===== TESTO ESTRATTO =====

King è, sostanzialmente, uno scrittore di moralità. Quello che gli interessa (…) sono le decisioni che i suoi personaggi prendono. Ma nello Shining di Kubrick, i personaggi sono per lo più nella morsa di forze oltre il loro controllo.
(Laura Miller, “What Stanley Kubrick got wrong about “The Shining””, Salon, 1 ottobre 2013, trad. personale)
Il complicato inizio di un film leggendario
In tempo per il mese più spaventoso dell’anno, torna in sala, grazie a Lucky Red, quello che è unanimemente considerato uno dei film più terrificanti della storia del cinema. Stiamo parlando di Shining (1980), il capolavoro horror di Stanley Kubrick con protagonisti un allucinato Jack Nicholson – doppiato in italiano da un altrettanto allucinato Giancarlo Giannini – e una magistrale Shelley Duvall, la cui performance è stata spesso ingiustamente sminuita dalle storie dal set che la volevano “solo” traumatizzata dal pessimo trattamento infertole dal regista.
A distanza di 40 anni, la storia della famiglia Torrance, isolata nel mezzo dell’inverno nell’Overlook Hotel infestato di fantasmi, è divenuta iconica, sia nelle immagini (le due gemelline Grady, il bartender Lloyd, Nicholson congelato nella neve, gli interni dell’hotel, l’ascensore pieno di sangue, la foto finale…) sia nelle battute (“Sono il lupo cattivo!”, “Vieni a giocare con noi?”, “Wendy, sono a casa, amore!”). È impossibile, poi, non menzionare l’innovazione che ha apportato al cinema, con uno dei primi usi della steadycam, ovvero la macchina da presa portata a mano da un operatore e stabilizzata attraverso un apposito supporto.

===== RECORD ESTRATTI =====

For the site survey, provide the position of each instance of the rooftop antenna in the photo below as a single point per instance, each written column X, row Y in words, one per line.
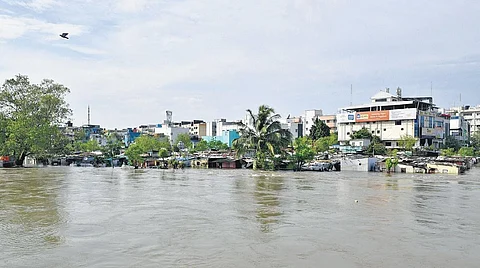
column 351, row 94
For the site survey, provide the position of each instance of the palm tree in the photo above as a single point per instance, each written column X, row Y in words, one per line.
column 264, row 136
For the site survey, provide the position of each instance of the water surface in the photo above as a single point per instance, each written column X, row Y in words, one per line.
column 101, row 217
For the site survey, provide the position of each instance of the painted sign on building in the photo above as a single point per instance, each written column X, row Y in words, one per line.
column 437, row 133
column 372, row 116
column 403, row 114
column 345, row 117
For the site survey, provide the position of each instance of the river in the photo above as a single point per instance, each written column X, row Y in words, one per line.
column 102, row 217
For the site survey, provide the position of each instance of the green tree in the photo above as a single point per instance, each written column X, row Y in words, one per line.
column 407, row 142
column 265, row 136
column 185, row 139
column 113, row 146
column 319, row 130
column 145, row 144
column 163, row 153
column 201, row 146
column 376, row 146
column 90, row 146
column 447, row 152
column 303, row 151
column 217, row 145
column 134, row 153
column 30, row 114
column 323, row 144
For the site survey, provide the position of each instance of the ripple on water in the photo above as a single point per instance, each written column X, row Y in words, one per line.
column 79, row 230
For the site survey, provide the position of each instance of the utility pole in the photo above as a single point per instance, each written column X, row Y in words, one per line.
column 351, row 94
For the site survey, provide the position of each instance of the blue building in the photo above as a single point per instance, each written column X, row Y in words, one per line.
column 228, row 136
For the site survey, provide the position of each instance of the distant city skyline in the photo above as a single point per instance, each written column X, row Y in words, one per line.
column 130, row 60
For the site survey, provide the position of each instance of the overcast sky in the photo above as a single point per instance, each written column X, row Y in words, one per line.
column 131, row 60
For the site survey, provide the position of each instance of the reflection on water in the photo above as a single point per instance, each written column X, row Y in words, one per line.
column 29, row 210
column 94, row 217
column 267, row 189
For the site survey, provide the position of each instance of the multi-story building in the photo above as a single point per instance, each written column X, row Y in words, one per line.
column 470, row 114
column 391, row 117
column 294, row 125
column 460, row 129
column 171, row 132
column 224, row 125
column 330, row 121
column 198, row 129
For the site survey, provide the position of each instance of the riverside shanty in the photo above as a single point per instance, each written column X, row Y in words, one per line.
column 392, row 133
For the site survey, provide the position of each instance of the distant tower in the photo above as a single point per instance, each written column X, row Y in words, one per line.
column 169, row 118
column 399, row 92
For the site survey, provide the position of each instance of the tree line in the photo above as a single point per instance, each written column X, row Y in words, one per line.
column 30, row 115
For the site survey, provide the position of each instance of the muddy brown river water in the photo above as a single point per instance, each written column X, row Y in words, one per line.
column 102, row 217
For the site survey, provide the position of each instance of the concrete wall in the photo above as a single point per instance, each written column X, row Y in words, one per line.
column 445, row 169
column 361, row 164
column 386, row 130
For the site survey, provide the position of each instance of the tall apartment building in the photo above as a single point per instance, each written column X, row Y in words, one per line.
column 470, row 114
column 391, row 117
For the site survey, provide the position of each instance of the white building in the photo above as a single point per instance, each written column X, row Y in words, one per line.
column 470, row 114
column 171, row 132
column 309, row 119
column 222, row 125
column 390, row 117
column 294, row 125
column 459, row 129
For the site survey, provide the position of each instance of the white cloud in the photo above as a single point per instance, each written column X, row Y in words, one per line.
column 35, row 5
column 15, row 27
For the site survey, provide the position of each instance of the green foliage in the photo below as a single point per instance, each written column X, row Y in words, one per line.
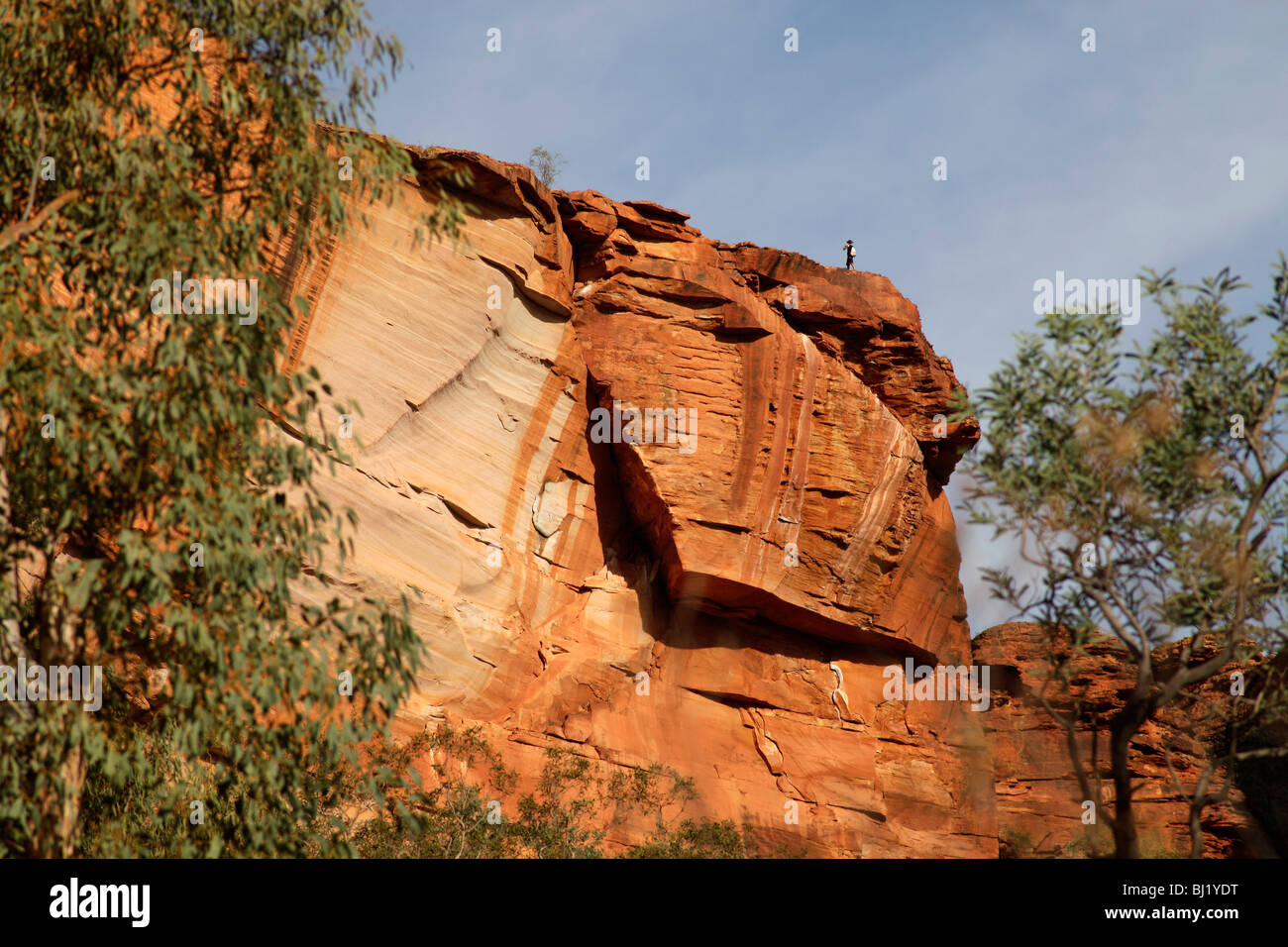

=====

IL TUO COMPITO:
Trascrivi senza modifiche il passo dell'articolo su Shining che si apre con le parole contenenti "King è, sostanzialmente, uno" e si chiude con "il loro controllo.".

RISPOSTA COMPLETA:
King è, sostanzialmente, uno scrittore di moralità. Quello che gli interessa (…) sono le decisioni che i suoi personaggi prendono. Ma nello Shining di Kubrick, i personaggi sono per lo più nella morsa di forze oltre il loro controllo.